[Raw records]

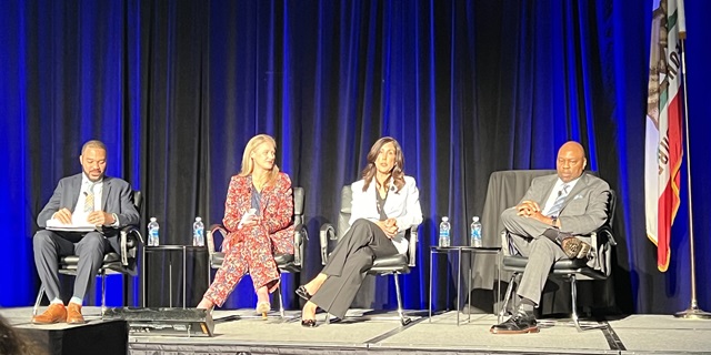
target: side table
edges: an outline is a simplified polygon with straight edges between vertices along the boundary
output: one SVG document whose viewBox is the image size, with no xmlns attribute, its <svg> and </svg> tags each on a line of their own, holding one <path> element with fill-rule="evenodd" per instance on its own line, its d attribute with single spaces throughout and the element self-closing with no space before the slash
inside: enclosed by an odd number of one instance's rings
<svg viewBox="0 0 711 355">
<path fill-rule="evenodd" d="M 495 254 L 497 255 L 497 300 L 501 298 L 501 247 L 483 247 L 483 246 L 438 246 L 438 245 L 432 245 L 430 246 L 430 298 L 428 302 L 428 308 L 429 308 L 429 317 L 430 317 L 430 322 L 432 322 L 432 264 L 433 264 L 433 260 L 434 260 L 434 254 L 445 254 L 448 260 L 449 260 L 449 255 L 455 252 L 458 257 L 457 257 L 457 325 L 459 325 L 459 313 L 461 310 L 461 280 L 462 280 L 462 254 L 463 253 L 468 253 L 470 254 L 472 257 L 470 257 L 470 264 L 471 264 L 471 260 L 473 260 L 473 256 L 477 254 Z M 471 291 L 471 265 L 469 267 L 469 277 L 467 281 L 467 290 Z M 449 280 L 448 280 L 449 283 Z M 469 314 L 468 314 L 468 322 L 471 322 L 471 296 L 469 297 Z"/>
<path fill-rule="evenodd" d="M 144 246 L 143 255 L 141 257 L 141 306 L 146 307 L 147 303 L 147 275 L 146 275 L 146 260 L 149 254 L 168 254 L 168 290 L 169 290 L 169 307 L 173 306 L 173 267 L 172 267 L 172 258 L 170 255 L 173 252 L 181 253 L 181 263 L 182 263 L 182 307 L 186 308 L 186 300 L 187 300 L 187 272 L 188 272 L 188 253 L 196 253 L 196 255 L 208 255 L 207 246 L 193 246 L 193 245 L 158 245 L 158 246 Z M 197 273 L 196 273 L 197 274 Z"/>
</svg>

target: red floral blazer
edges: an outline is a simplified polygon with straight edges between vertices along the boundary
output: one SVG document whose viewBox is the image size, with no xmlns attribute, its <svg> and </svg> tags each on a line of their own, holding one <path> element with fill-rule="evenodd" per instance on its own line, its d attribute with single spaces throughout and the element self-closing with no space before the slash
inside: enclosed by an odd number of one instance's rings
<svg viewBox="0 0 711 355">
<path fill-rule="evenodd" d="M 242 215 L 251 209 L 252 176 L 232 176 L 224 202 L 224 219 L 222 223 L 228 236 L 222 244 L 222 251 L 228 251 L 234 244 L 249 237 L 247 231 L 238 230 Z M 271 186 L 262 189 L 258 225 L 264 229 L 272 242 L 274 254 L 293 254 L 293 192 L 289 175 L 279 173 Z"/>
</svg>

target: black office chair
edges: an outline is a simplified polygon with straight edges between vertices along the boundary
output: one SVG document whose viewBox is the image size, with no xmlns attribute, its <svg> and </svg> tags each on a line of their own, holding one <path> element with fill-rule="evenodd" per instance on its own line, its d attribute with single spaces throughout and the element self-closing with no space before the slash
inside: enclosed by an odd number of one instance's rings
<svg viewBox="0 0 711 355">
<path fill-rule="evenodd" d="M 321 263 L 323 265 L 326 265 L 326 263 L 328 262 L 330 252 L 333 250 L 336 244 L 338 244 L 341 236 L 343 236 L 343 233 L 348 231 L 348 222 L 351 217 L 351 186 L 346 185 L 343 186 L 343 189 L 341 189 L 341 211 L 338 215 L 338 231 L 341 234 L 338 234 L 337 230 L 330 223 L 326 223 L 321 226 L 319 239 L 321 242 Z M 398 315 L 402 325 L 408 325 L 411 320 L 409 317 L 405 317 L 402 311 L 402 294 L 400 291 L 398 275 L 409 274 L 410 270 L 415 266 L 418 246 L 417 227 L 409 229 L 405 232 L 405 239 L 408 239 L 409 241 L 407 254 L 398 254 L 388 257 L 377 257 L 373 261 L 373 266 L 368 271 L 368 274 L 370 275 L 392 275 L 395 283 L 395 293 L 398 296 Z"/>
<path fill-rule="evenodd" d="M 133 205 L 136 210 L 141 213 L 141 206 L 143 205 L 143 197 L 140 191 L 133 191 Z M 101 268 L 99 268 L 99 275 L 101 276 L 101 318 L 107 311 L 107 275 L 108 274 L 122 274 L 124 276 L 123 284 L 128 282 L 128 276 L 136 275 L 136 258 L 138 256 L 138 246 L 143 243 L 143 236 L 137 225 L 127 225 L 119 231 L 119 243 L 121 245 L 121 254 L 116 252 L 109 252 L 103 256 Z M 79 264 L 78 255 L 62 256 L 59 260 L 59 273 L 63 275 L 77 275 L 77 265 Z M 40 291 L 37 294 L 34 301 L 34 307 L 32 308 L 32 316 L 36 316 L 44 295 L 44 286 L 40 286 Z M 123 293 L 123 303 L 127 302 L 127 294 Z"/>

[EXERCISE DESCRIPTION] Turn every line of the records above into a numbered list, skipping blank lines and leaving out the pictures.

[RESPONSE]
1. target: side table
2. edges: an outline is a simplified polygon with straight edges between vertices along the boundary
3. output: one SVG document whose viewBox is the image size, with no xmlns attribute, its <svg> and </svg> tags each on a line of their own, holding one <path> element with fill-rule="evenodd" per instance on its own line, its d attribute with single spaces throughout and the element self-closing with no space before the slash
4. inside: enclosed by an odd number of one instance's rings
5. <svg viewBox="0 0 711 355">
6. <path fill-rule="evenodd" d="M 495 254 L 497 255 L 497 300 L 501 298 L 501 247 L 483 247 L 483 246 L 438 246 L 438 245 L 432 245 L 430 246 L 430 298 L 428 302 L 428 308 L 429 308 L 429 317 L 430 317 L 430 322 L 432 322 L 432 264 L 433 264 L 433 260 L 434 260 L 434 254 L 445 254 L 448 260 L 449 260 L 449 255 L 455 252 L 458 257 L 457 257 L 457 325 L 459 325 L 459 313 L 461 310 L 461 280 L 462 280 L 462 254 L 463 253 L 468 253 L 470 254 L 472 257 L 470 257 L 470 264 L 471 264 L 471 260 L 473 260 L 473 256 L 477 254 Z M 471 291 L 471 265 L 469 267 L 469 277 L 467 281 L 467 290 Z M 449 280 L 448 280 L 449 283 Z M 469 314 L 468 314 L 468 322 L 471 322 L 471 296 L 469 297 Z"/>
7. <path fill-rule="evenodd" d="M 144 246 L 143 255 L 141 257 L 141 306 L 146 307 L 147 303 L 147 275 L 146 275 L 146 260 L 149 254 L 168 254 L 168 290 L 169 290 L 169 307 L 173 306 L 173 267 L 172 267 L 172 258 L 170 255 L 173 252 L 181 253 L 181 263 L 182 263 L 182 307 L 186 308 L 186 300 L 187 300 L 187 272 L 188 272 L 188 253 L 196 253 L 196 255 L 208 255 L 207 246 L 193 246 L 193 245 L 158 245 L 158 246 Z M 197 273 L 196 273 L 197 274 Z"/>
8. </svg>
9. target: red floral blazer
10. edges: an outline is a simplified polygon with straight edges between vertices along the boundary
11. output: one SVG document whose viewBox is the image size, with no xmlns attribute, its <svg> and </svg> tags each on a line of their own, holding one <path> element with fill-rule="evenodd" per instance on its own line, its d attribute with single spaces throughout and the element self-closing with no space before the slash
12. inside: enclosed by an odd number of one instance's rings
13. <svg viewBox="0 0 711 355">
14. <path fill-rule="evenodd" d="M 242 215 L 251 209 L 252 176 L 232 176 L 224 202 L 224 219 L 222 223 L 228 236 L 222 244 L 222 251 L 228 251 L 234 244 L 249 237 L 247 231 L 238 230 Z M 271 186 L 262 189 L 258 225 L 264 229 L 272 242 L 274 254 L 293 254 L 293 192 L 289 175 L 279 173 Z"/>
15. </svg>
16. target: black office chair
17. edges: an outline is a simplified polygon with straight edges between vertices along the boundary
18. output: one SVG document whose viewBox is the image size, with no xmlns attribute, its <svg> and </svg> tags each on a line of their own, holding one <path> element with fill-rule="evenodd" per instance on its own line, its d attribute with single spaces throughout and the element self-closing with no space before the slash
19. inside: enclosed by an odd number of one instance's rings
20. <svg viewBox="0 0 711 355">
21. <path fill-rule="evenodd" d="M 321 263 L 323 265 L 326 265 L 326 263 L 328 262 L 330 252 L 333 250 L 336 244 L 338 244 L 341 236 L 343 236 L 343 233 L 348 231 L 348 222 L 351 217 L 351 186 L 346 185 L 343 186 L 343 189 L 341 189 L 341 211 L 338 215 L 338 231 L 341 234 L 338 234 L 337 230 L 330 223 L 326 223 L 321 226 L 319 239 L 321 242 Z M 398 315 L 402 325 L 408 325 L 411 320 L 409 317 L 405 317 L 402 311 L 402 294 L 400 291 L 398 275 L 409 274 L 410 270 L 415 266 L 418 246 L 417 227 L 409 229 L 405 232 L 405 239 L 408 239 L 409 241 L 407 254 L 398 254 L 388 257 L 377 257 L 373 261 L 373 266 L 368 271 L 368 274 L 370 275 L 392 275 L 395 283 L 395 293 L 398 296 Z"/>
22. <path fill-rule="evenodd" d="M 133 205 L 136 210 L 141 213 L 141 206 L 143 205 L 143 197 L 140 191 L 133 191 Z M 101 268 L 99 268 L 99 275 L 101 276 L 101 318 L 107 311 L 107 275 L 108 274 L 122 274 L 124 276 L 123 284 L 128 282 L 128 276 L 136 275 L 136 258 L 138 256 L 138 246 L 143 243 L 143 236 L 137 225 L 127 225 L 119 231 L 119 243 L 121 245 L 121 254 L 116 252 L 109 252 L 103 256 Z M 79 264 L 78 255 L 62 256 L 59 260 L 59 273 L 63 275 L 77 275 L 77 265 Z M 40 291 L 37 294 L 34 301 L 34 307 L 32 308 L 32 316 L 36 316 L 44 295 L 44 286 L 40 286 Z M 123 293 L 123 303 L 127 302 L 127 294 Z"/>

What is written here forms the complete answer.